start RECORDS SUPPLIED

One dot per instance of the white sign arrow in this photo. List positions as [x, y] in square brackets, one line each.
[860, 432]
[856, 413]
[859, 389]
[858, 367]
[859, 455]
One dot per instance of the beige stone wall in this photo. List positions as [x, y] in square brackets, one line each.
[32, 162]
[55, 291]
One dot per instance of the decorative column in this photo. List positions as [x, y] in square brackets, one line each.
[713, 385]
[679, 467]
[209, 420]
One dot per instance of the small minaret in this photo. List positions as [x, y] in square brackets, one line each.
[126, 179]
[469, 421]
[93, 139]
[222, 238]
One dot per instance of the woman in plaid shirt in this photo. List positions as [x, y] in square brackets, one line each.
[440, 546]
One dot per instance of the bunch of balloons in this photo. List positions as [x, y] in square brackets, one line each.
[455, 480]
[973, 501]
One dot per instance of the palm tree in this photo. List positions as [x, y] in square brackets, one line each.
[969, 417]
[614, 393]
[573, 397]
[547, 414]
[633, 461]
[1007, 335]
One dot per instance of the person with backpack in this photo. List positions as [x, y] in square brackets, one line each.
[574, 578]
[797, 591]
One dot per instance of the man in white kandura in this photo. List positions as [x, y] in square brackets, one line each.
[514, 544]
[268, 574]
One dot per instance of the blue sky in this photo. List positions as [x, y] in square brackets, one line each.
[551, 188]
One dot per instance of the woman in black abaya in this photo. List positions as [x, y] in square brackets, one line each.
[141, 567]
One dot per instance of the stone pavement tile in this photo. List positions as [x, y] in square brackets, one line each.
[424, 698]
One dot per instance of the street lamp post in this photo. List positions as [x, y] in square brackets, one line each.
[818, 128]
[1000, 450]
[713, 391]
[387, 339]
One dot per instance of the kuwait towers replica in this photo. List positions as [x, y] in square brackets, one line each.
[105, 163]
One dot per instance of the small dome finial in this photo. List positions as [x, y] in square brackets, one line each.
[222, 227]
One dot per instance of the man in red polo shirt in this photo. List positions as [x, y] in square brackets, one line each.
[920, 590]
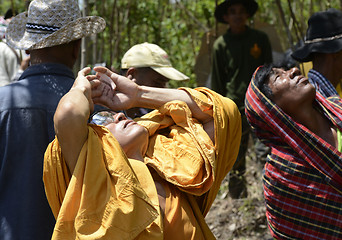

end RECORDS SUPPLIED

Convert the lines above into a JSON list of strings with one string per line, skipping any blank lines. Leave the pictures out of the list.

[
  "One dot per instance of the white sign arrow in this photo. List positions as [x, y] in square brackets, one line each.",
  "[860, 432]",
  "[856, 413]",
  "[859, 389]",
  "[858, 367]",
  "[859, 455]",
  "One dot per instance of the beige stone wall in this photo. List positions as [x, y] in square brackets, one line each.",
  "[32, 162]",
  "[55, 291]",
  "One dot per instance of the decorative column in this photo. List positions as [x, y] in square brackets, one line each.",
  "[713, 385]",
  "[679, 467]",
  "[209, 420]",
  "One dot per instance of the small minaret in this photo. List positions as [x, y] in square brackets, one line each.",
  "[126, 179]",
  "[469, 421]",
  "[93, 139]",
  "[222, 238]",
  "One dot per instance of the woman in plaid shirt in this photo. List positions as [x, y] in square brackets, one line each.",
  "[440, 546]",
  "One dot per instance of the bunch of balloons in this photo. List positions as [x, y] in square brackets, one line each.",
  "[455, 480]",
  "[973, 501]",
  "One dot per instance of the palm tree in this photo. List positions as [x, y] in square brackets, one line each.",
  "[969, 417]",
  "[614, 393]",
  "[573, 397]",
  "[547, 414]",
  "[633, 461]",
  "[1007, 335]",
  "One dot per instance of the person with backpack in this photo. List positions as [x, y] in square brackets, one line each.",
  "[574, 578]",
  "[797, 591]",
  "One dot per instance of the man in white kandura in this photo. List positions as [x, y] in square brackets, one line each.",
  "[514, 544]",
  "[268, 574]",
  "One dot per instance of the blue sky in this photo. List positions as [x, y] in square brackets, one line each.",
  "[551, 188]",
  "One dot per instance of the woman in black abaya in this photo. List positions as [x, y] in square brackets, one line each.",
  "[141, 567]",
  "One dot per instance of the stone pavement tile in this photo. List positions as [x, y] in square brackets, one line each.",
  "[424, 698]",
  "One dot per instance of the street lamp post in this photo. List positions as [x, y] in square brackets, one line each.",
  "[818, 128]",
  "[1000, 450]",
  "[713, 391]",
  "[387, 339]",
  "One dot per instance of the kuwait towers replica in this photo. List positions as [x, y] in square brackets, one line each.",
  "[105, 163]",
  "One dot per instance of the small dome finial in this photo. List positions as [x, y] in square brackets, one line each.",
  "[222, 227]",
  "One dot per instance of the man in red polo shirt in this photo. List positions as [x, y] in square brackets, one line each.",
  "[920, 590]"
]